▶ **Requirements**: Render the lines from the one containing "Where can you find the woman's thigh" through the end of the records, inclusive, as a Markdown table with the columns No. and Entry, giving each line a number and skipping blank lines. Leave the pictures out.

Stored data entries
+---+

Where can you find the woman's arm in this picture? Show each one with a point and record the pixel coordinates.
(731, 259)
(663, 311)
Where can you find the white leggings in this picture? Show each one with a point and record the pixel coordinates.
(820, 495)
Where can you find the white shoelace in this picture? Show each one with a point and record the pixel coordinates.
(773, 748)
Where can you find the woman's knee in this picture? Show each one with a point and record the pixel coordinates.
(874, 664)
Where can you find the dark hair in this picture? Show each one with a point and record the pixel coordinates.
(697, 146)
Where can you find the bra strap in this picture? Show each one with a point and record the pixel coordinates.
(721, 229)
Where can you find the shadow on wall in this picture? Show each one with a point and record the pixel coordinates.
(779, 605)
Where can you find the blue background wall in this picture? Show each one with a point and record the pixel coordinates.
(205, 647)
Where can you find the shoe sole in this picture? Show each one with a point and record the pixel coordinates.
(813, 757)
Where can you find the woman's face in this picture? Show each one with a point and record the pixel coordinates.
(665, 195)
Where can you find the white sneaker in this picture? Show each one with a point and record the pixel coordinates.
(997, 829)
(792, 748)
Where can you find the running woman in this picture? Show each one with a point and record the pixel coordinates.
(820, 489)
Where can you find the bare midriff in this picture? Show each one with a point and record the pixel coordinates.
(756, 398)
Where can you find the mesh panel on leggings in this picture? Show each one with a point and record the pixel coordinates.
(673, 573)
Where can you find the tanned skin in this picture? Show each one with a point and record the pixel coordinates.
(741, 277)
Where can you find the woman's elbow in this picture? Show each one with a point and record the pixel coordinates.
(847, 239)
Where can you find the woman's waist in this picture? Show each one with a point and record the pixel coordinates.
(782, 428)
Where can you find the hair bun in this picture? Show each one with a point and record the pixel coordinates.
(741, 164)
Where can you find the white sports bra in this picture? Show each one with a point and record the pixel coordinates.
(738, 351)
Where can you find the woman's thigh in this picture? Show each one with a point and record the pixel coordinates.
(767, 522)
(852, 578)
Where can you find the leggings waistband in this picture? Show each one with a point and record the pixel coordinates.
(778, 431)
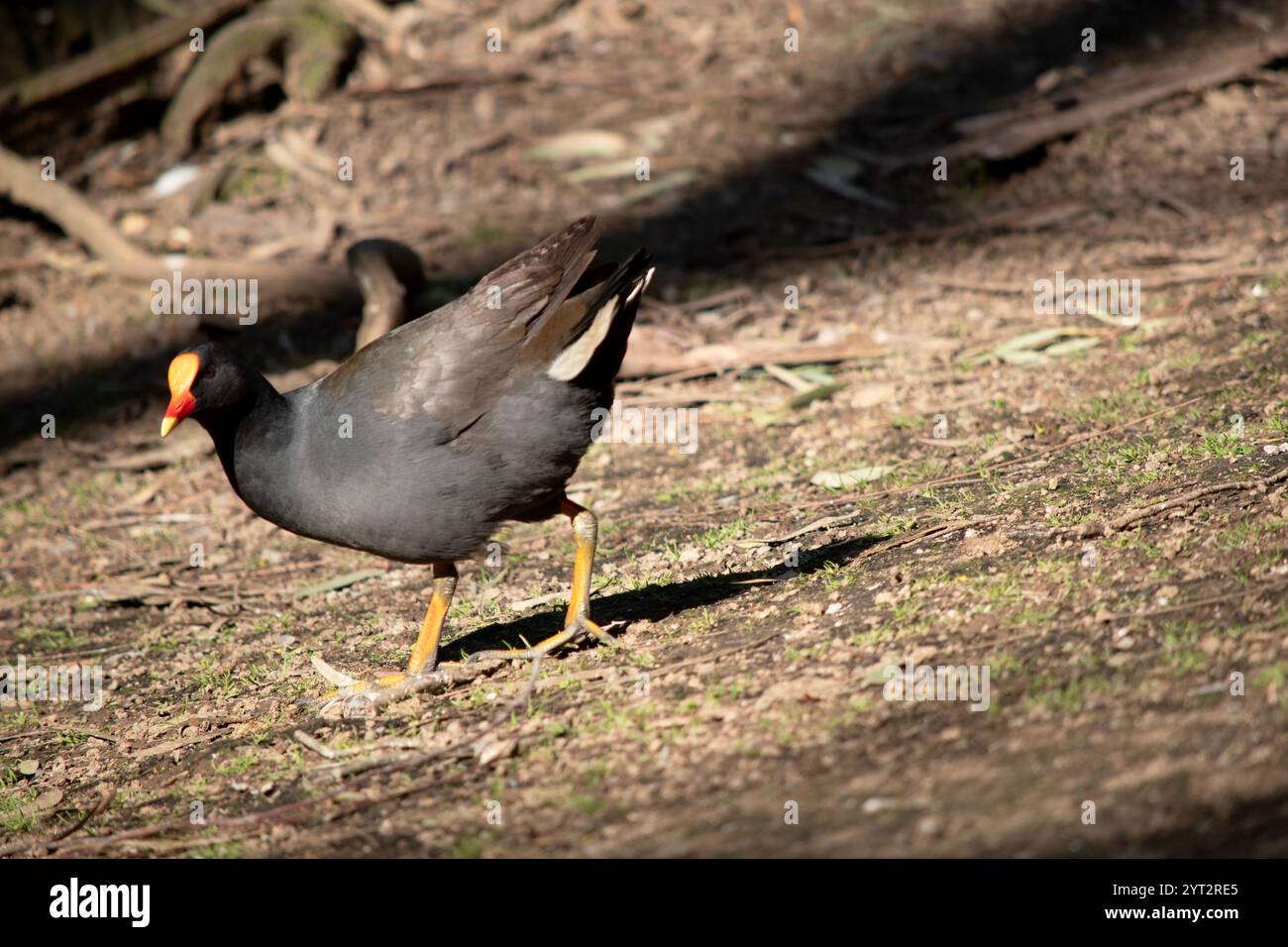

+---+

▶ **Right answer**:
| No. | Entry |
|---|---|
| 1 | Where can you find the woman's thigh in this picture? Show each one with a point and record the pixel coordinates. |
| 2 | (767, 522) |
| 3 | (852, 578) |
| 4 | Where can you find the leggings waistband in this picture? Show each one with a point and record the pixel coordinates. |
| 5 | (778, 431) |